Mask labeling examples
START
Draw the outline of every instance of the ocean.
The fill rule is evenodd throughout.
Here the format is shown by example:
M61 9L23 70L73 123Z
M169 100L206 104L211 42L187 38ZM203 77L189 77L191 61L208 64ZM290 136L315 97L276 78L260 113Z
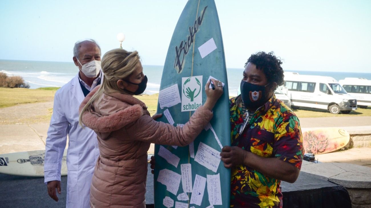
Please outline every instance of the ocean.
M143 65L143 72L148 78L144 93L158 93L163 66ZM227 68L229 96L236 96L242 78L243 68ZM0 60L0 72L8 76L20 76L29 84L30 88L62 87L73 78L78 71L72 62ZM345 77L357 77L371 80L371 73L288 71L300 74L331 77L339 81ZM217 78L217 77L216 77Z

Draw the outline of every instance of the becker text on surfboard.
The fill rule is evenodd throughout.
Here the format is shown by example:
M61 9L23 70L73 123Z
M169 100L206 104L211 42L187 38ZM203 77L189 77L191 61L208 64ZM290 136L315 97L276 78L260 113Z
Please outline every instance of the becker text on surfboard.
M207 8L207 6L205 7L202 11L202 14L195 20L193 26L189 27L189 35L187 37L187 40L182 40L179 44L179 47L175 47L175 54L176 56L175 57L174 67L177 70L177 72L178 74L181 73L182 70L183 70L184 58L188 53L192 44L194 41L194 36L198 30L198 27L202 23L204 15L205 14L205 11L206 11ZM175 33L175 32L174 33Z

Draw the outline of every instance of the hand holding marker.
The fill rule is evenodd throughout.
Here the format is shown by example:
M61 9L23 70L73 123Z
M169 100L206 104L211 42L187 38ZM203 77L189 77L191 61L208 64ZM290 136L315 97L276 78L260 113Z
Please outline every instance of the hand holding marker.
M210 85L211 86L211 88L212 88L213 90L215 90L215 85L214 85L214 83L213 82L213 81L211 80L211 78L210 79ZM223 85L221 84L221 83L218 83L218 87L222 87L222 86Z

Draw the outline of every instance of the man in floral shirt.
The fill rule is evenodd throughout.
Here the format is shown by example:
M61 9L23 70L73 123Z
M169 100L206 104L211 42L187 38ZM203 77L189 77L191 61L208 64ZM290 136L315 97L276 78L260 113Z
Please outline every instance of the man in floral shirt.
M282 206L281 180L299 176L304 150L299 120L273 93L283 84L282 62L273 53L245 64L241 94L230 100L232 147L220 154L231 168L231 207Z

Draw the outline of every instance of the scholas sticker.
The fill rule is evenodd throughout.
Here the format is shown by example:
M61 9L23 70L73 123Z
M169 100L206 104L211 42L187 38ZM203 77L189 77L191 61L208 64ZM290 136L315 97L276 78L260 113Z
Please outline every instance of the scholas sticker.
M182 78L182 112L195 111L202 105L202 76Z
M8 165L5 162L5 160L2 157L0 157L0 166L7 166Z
END
START
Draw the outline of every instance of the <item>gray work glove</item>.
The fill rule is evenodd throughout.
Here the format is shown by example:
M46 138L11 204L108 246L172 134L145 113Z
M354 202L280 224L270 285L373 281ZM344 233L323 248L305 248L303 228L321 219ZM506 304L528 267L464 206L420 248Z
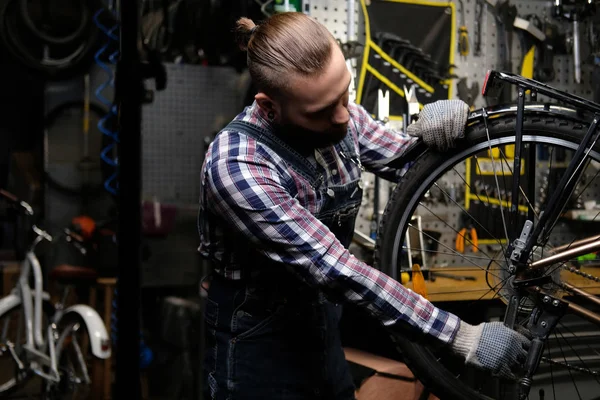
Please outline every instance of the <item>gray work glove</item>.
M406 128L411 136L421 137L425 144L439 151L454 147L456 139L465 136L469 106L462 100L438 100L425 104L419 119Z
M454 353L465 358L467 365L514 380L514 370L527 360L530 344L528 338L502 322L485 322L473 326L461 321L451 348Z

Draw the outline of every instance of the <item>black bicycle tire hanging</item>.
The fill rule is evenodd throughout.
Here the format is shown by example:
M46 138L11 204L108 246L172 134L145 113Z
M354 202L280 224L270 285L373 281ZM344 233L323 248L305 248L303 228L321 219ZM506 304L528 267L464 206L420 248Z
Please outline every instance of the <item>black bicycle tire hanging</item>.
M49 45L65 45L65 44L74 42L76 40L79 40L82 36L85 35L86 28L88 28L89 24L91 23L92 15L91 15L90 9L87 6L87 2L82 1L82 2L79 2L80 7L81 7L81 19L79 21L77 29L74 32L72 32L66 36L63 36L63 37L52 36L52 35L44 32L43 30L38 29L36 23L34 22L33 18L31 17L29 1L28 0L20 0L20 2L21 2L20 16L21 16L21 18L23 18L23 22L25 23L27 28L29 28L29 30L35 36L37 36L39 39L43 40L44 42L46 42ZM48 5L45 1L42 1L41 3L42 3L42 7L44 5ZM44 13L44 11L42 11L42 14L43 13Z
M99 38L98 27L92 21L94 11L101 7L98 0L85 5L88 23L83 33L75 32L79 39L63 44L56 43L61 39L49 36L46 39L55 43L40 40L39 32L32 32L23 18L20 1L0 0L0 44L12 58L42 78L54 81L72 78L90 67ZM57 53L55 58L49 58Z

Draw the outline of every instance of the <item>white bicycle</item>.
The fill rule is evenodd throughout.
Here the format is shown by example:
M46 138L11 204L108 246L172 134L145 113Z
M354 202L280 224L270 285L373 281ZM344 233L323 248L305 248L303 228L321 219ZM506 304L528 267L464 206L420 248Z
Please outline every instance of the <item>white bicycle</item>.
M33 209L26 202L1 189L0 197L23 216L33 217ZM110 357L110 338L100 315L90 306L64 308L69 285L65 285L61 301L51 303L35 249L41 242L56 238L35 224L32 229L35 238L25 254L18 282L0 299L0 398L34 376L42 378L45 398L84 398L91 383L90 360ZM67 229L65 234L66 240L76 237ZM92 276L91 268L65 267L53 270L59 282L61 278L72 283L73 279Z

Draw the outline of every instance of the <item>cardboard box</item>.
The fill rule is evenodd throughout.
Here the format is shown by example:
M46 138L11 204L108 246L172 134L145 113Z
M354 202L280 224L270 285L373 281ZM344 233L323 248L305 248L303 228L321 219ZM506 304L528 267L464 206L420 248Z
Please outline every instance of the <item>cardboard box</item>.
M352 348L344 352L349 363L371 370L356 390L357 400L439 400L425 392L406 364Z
END
START
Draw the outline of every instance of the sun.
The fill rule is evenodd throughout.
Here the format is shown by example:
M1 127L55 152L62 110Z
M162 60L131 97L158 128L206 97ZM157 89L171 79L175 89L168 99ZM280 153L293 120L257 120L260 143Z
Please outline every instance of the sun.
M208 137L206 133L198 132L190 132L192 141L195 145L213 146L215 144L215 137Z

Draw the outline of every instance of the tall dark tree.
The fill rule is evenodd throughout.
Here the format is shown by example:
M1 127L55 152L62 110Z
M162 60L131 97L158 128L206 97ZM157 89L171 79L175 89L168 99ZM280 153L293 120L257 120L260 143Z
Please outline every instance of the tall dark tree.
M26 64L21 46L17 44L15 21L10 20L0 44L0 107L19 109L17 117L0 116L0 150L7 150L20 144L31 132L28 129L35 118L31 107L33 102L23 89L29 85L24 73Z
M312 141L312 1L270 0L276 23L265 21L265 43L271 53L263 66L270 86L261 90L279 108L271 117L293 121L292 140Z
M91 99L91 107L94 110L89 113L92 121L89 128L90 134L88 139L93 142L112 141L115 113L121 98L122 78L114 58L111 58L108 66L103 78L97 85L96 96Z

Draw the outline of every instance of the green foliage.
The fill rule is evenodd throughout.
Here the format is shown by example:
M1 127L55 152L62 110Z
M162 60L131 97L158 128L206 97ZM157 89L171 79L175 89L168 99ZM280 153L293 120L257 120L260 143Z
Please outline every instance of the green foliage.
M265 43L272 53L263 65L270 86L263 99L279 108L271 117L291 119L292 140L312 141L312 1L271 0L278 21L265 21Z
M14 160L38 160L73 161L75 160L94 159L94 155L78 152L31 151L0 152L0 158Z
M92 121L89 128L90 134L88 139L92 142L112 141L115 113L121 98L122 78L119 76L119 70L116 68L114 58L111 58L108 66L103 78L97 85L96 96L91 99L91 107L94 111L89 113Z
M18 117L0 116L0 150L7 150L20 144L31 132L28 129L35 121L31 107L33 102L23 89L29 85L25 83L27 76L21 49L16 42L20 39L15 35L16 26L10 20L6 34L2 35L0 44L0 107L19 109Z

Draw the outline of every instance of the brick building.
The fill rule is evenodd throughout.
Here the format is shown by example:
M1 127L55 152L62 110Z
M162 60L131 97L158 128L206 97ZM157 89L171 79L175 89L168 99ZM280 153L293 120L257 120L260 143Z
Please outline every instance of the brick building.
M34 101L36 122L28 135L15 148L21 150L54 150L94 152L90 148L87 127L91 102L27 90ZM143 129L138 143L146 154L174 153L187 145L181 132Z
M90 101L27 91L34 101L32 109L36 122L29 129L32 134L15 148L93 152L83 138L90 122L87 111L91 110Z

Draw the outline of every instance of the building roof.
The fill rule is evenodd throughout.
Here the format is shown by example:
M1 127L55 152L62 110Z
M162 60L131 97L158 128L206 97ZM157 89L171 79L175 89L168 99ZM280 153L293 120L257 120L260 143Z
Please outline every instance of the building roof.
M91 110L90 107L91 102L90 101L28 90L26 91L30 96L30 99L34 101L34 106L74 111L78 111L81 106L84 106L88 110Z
END
(Directions for this task) Render as a numbered list the entries from the line containing "Draw the outline of every instance of the <item>black" through the line containing "Please outline every instance of the <item>black", leaving out any blank lines.

(Finished answer)
1. Draw the outline of every instance of the <item>black bicycle tire hanging</item>.
2. The fill rule is evenodd throughout.
3. Here the format is shown by example:
4. M46 138L11 204L108 246L172 134L145 113Z
5. M354 202L280 224L270 285L373 281ZM344 233L323 248L305 248L303 228L321 219ZM506 304L528 267L464 206L420 248Z
6. Please outline every instance of the <item>black bicycle tire hanging</item>.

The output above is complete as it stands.